# Çalışma Talimatları
a: 15 Temmuz komisyonu ve Akar hakkındaki metinde, o gece şehit olduğu belirtilen vatandaşların hangi gruplar hâlinde sayıldığını listeleyiniz.
b: 15 Temmuz komisyonu ve Akar hakkındaki metnin devamını, son cümlesinden sonra başlayarak yazınız.

# Metin Bölümü
KOMİSYON AKAR'A NE SORDU?
Darbeyi Araştırma Komisyonu Akar'a "15 Temmuz 2016 günü MIT'ten gelen istihbaratta MİT'e yönelik bir operasyondan söz edildiği, bunun mahiyeti üzerine MİT Müsteşarı ile görüşme yaptığınız ifade edilmektedir. Kamuoyuna intikal eden bu bilgilerden hareketle nasıl bir kanaate ulaştınız ve hangi önlemleri aldınız?" sorusunu yöneltmişti.
Akar'ın verdiği cevabın tamamı ise şu şekilde;
Tarafıma tevcih edilen sorular için gerekli cevaplar savcılık ifademde mevcut olmakla birlikte, komisyonunuzca yöneltilen soruları bir kez daha aşağıda cevaplarken, o talihsiz gecede şehit olan sivil, polis, asker tüm vatandaşlarımıza Allah'tan rahmet, ailelerine başsağlığı, gazilerimize acil şifalar diliyorum.

# Ham Veriler
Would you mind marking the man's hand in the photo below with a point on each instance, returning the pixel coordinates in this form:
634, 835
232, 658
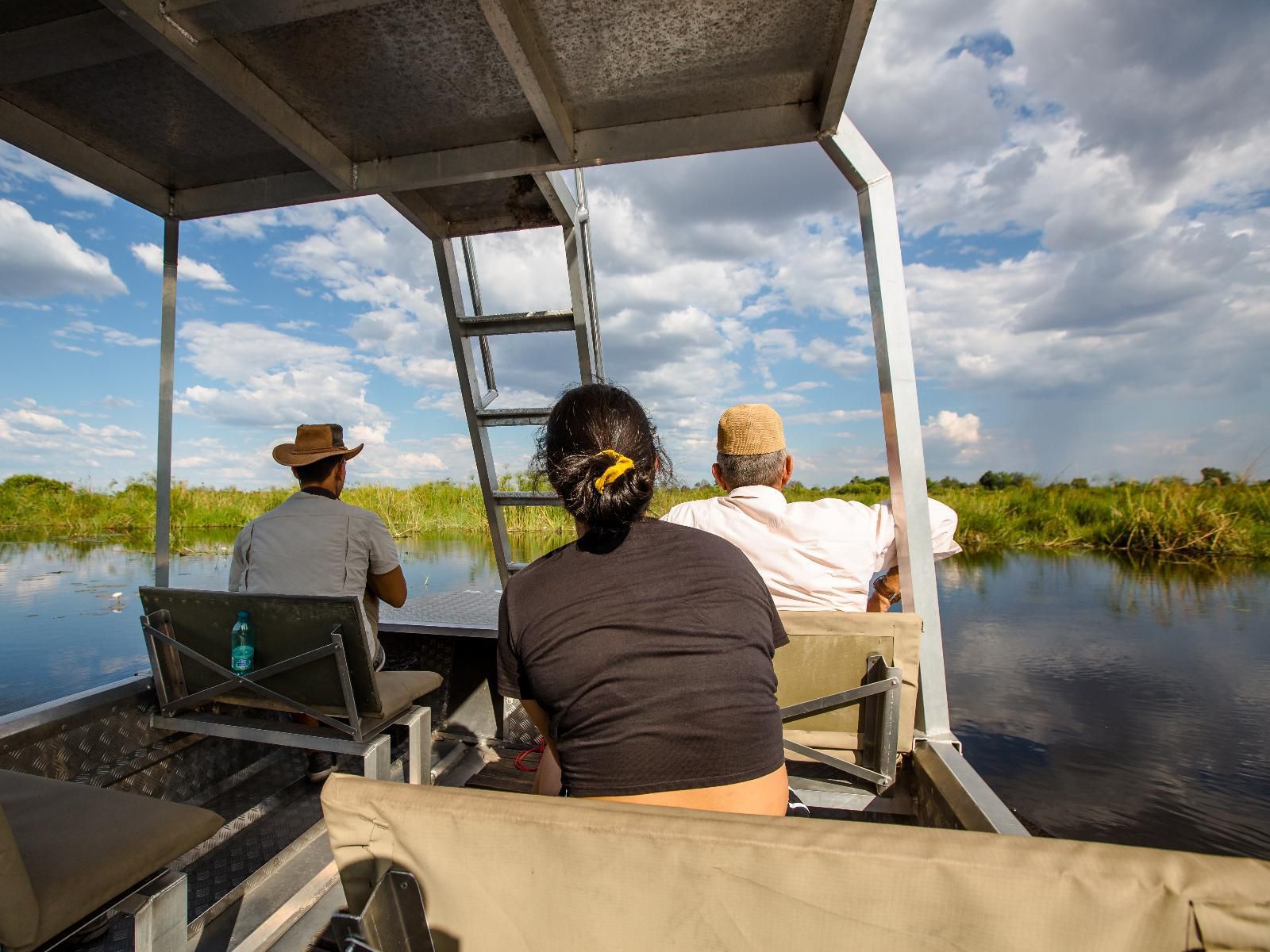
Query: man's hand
879, 598
389, 587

# Nihai Sonuçlar
a: Sivil, polis, asker

b:
15 Temmuz tarihinde öğleden sonra makam odasında çalışırken, Genelkurmay II nci Başkanı Orgeneral Yaşar Güler yanıma gelerek;
– “Sayın MİT Müsteşarının telefon ile kendisini aradığını,
– Bir binbaşının müsteşarlığa gittiğini ve bir takım bilgiler verdiğini,
– Önemine binaen konunun teferruatını anlatması için Müsteşar Yardımcısını Genelkurmay Karargâhına göndermek istediklerini,
– Daha sonra, MİT Müsteşar Yardımcısının Gnkur. İkinci Başkanının makamına geldiğini,
– MİT Müsteşar Yardımcısının kendilerine bilgi vermek için müracaat eden Kara Pilot Binbaşının ‘O gece bir faaliyet olacağını ve MİT Müsteşarının alınacağını' bildirdiğini söylediğini ve müteakiben MİT Müsteşar Yardımcısının Genelkurmay Karargâhından ayrıldığını” söyledi.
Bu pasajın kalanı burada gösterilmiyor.